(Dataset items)
_ _ _ _

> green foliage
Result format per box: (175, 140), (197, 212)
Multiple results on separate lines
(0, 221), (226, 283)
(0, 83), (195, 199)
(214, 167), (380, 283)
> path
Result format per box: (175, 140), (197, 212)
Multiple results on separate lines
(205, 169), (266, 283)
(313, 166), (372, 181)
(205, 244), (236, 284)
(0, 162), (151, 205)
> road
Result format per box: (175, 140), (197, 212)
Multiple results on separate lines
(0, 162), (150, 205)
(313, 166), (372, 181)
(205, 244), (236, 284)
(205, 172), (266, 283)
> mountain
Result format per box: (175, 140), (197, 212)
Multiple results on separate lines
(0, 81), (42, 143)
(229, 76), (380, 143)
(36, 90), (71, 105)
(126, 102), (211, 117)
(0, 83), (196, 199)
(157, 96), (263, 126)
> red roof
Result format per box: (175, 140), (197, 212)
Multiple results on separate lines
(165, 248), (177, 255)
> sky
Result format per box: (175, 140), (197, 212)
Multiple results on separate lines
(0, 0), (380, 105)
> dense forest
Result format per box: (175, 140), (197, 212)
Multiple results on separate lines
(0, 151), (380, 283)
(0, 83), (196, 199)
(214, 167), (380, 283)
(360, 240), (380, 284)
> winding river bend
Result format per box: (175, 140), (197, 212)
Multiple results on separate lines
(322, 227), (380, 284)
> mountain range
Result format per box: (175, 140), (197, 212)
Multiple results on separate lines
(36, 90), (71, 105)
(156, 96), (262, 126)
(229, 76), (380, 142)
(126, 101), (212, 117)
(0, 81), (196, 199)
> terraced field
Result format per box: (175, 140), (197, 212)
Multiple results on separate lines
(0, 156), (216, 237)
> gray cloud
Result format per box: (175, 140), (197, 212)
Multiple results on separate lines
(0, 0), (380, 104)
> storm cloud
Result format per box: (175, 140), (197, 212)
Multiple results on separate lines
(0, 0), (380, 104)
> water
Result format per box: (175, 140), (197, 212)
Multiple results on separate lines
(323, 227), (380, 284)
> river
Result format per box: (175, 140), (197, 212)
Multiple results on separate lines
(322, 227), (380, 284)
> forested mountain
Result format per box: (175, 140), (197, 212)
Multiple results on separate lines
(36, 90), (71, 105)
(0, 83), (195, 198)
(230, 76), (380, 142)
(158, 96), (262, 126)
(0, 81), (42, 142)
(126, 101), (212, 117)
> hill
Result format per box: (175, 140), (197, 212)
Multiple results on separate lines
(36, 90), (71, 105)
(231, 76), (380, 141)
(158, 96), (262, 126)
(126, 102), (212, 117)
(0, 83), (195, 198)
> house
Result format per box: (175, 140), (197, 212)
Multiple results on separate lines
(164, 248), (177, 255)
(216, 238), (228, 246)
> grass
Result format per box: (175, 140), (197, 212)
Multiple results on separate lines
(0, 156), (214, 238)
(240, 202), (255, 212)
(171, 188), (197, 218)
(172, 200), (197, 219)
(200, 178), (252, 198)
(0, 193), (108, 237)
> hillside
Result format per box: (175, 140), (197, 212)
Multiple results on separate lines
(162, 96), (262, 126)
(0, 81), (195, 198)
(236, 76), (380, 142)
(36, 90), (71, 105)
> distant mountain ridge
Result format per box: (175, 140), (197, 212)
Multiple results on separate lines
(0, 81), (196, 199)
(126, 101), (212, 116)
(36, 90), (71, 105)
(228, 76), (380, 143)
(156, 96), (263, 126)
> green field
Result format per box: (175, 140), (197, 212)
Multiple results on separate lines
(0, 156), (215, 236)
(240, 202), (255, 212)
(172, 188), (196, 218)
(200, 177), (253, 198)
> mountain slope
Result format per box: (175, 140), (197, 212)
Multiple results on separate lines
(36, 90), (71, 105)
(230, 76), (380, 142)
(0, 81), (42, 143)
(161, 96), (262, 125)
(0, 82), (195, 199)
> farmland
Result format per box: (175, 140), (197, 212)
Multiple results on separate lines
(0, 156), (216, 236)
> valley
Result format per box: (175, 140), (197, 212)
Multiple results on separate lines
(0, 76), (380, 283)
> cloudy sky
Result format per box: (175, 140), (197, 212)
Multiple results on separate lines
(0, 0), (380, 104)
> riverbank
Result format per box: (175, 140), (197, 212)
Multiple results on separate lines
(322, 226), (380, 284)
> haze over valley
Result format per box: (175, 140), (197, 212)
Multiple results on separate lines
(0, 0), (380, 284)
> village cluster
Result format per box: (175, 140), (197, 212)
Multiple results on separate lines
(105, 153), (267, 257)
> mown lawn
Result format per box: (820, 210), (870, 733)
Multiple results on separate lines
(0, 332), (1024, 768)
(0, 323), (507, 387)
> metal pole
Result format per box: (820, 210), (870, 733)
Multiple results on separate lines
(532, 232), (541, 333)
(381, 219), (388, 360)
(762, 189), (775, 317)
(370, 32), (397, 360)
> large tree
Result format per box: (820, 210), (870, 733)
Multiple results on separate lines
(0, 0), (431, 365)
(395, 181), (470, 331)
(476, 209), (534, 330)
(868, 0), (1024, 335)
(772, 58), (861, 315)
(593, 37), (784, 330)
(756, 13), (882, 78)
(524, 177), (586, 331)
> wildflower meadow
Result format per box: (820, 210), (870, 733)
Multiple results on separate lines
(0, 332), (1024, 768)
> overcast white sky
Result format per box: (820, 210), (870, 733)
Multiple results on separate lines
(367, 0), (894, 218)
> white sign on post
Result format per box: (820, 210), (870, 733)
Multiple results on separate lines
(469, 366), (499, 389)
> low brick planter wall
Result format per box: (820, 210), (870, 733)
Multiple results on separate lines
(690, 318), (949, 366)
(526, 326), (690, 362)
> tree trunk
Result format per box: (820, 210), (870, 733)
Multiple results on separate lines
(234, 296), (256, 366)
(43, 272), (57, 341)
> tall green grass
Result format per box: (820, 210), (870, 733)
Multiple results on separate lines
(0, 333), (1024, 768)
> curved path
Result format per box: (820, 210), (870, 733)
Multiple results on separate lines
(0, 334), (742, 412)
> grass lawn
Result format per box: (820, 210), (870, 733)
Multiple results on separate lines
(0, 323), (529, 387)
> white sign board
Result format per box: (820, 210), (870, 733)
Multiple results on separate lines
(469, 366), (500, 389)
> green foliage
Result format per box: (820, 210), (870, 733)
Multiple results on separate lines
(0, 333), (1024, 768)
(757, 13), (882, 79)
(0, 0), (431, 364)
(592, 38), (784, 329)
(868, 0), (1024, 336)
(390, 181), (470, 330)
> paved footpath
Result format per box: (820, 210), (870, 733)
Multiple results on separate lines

_ _ _ _

- [Aim] Reproduce every line of the listing above without any changes.

- [Final result]
> green foliage
Result format per box: (175, 140), (197, 212)
Multiple results on separate lines
(0, 221), (226, 283)
(0, 83), (195, 199)
(214, 167), (380, 283)
> path
Result format per box: (175, 140), (197, 212)
Multiple results on separate lines
(205, 169), (266, 283)
(313, 166), (372, 181)
(205, 244), (236, 284)
(0, 162), (151, 205)
> road
Result format per box: (175, 140), (197, 212)
Multiple results on separate lines
(0, 162), (150, 205)
(313, 166), (372, 181)
(205, 244), (236, 284)
(205, 172), (266, 283)
> mountain
Result format per box: (175, 140), (197, 212)
Multiple results on separate lines
(0, 81), (42, 143)
(229, 76), (380, 143)
(36, 90), (71, 105)
(126, 102), (211, 117)
(0, 83), (196, 199)
(157, 96), (263, 126)
> red roof
Result format per box: (175, 140), (197, 212)
Multiple results on separate lines
(165, 248), (177, 255)
> sky
Result format per box: (175, 140), (197, 212)
Multiple results on separate lines
(0, 0), (380, 105)
> dense forest
Result format per box: (175, 140), (197, 212)
Multiple results on separate lines
(0, 151), (380, 283)
(0, 83), (196, 199)
(214, 167), (380, 283)
(360, 240), (380, 284)
> winding river bend
Result format per box: (175, 140), (197, 212)
Multiple results on separate lines
(322, 227), (380, 284)
> mountain range
Result format per box: (175, 140), (197, 212)
Multiple results on separate lines
(36, 90), (71, 105)
(156, 96), (262, 126)
(229, 76), (380, 142)
(126, 101), (212, 117)
(0, 81), (196, 199)
> terraced field
Result format per box: (175, 140), (197, 212)
Multiple results on separate lines
(0, 156), (216, 237)
> gray cloud
Result format per box: (175, 140), (197, 212)
Multiple results on separate lines
(0, 0), (380, 104)
> storm cloud
Result format per box: (175, 140), (197, 212)
Multiple results on separate lines
(0, 0), (380, 104)
> water
Result format per box: (175, 140), (197, 212)
Multiple results on separate lines
(323, 227), (380, 284)
> river
Result format per box: (175, 140), (197, 212)
Multiple results on separate lines
(322, 227), (380, 284)
> forested mountain
Result format per box: (175, 140), (197, 212)
Multiple results on separate lines
(36, 90), (71, 105)
(0, 83), (195, 198)
(230, 76), (380, 142)
(158, 96), (262, 126)
(0, 81), (42, 142)
(126, 101), (212, 117)
> hill
Result format per box: (175, 140), (197, 212)
Multiple results on separate lines
(36, 90), (71, 105)
(231, 76), (380, 141)
(158, 96), (262, 126)
(126, 102), (212, 117)
(0, 83), (195, 198)
> house
Result format per box: (175, 140), (197, 212)
Multiple results on separate lines
(164, 248), (177, 255)
(216, 238), (228, 246)
> grass
Result format per box: (175, 140), (197, 212)
Multiple results on separate lines
(0, 156), (214, 238)
(240, 202), (255, 212)
(171, 188), (197, 218)
(172, 200), (197, 219)
(200, 178), (252, 198)
(0, 193), (108, 237)
> hillside
Result format per box: (175, 140), (197, 212)
Multiple results on separate lines
(162, 96), (262, 126)
(0, 81), (195, 198)
(236, 76), (380, 142)
(36, 90), (71, 105)
> distant mountain ridge
Result format per box: (175, 140), (197, 212)
Multiple results on separate lines
(0, 81), (196, 199)
(126, 101), (212, 116)
(36, 90), (71, 105)
(228, 76), (380, 143)
(156, 96), (263, 126)
> green field
Result format per box: (175, 140), (197, 212)
Multiple results on separate lines
(0, 156), (215, 236)
(240, 202), (255, 212)
(172, 188), (196, 218)
(200, 177), (253, 198)
> mountain slope
Result format per box: (175, 140), (197, 212)
Multiple results on separate lines
(36, 90), (71, 105)
(230, 76), (380, 142)
(0, 81), (42, 143)
(161, 96), (262, 125)
(0, 82), (195, 199)
> farmland
Result format per box: (175, 140), (197, 212)
Multiple results on separate lines
(0, 156), (216, 236)
> valley
Result format per box: (175, 140), (197, 212)
Multiple results on separate lines
(0, 76), (380, 283)
> cloudy sky
Result format per box: (175, 140), (197, 212)
Multiple results on separate lines
(0, 0), (380, 104)
> riverbank
Result format per box: (175, 140), (197, 212)
Multiple results on separate lines
(322, 226), (380, 284)
> haze over valley
Result format per box: (175, 140), (197, 212)
Multiple results on separate lines
(0, 0), (380, 284)
> village cluster
Result format per box: (175, 140), (197, 212)
Multiple results on separate lines
(105, 153), (267, 257)
> mown lawn
Result format per box: (820, 210), (870, 733)
Multiple results on separate lines
(0, 332), (1024, 768)
(0, 323), (507, 387)
> metal pole
Result format per box: (820, 210), (870, 733)
Multiple results on separate lines
(532, 232), (541, 333)
(381, 219), (388, 360)
(762, 189), (775, 317)
(370, 32), (397, 360)
> large tree
Result format per box: (820, 210), (870, 733)
Multiple results on separate lines
(0, 0), (431, 365)
(395, 181), (470, 331)
(476, 209), (534, 330)
(868, 0), (1024, 335)
(772, 58), (861, 315)
(593, 37), (784, 330)
(756, 13), (882, 78)
(524, 177), (586, 331)
> wildflower meadow
Result format per box: (820, 210), (870, 733)
Multiple results on separate lines
(0, 332), (1024, 768)
> overcast white sky
Result format per box: (820, 210), (870, 733)
Multiple results on separate lines
(367, 0), (894, 218)
> white sign on post
Result format per box: (820, 210), (870, 733)
Multiple results on separate lines
(469, 366), (499, 389)
> low brick planter wall
Result format per box: (820, 210), (870, 733)
Multiple results on separate lines
(690, 318), (949, 366)
(526, 326), (690, 362)
> tree trunk
Result format per box: (820, 210), (870, 733)
Multiple results on separate lines
(234, 296), (256, 366)
(43, 272), (57, 341)
> tall green grass
Result format per box: (820, 210), (870, 733)
Multiple results on separate lines
(0, 333), (1024, 768)
> curved path
Result format per box: (820, 210), (870, 733)
Multiple results on separate lines
(0, 334), (742, 412)
> grass lawn
Result format per box: (820, 210), (870, 733)
Multiple results on separate lines
(0, 323), (529, 387)
> white sign board
Result format per box: (820, 210), (870, 733)
Multiple results on separate lines
(469, 366), (500, 389)
> green foliage
Result format per box: (820, 210), (870, 733)
Multiple results on separate lines
(0, 333), (1024, 768)
(757, 13), (882, 79)
(0, 0), (431, 364)
(592, 38), (784, 329)
(868, 0), (1024, 336)
(390, 181), (470, 330)
> paved footpath
Result format per box: (820, 210), (870, 733)
Multiple results on separate lines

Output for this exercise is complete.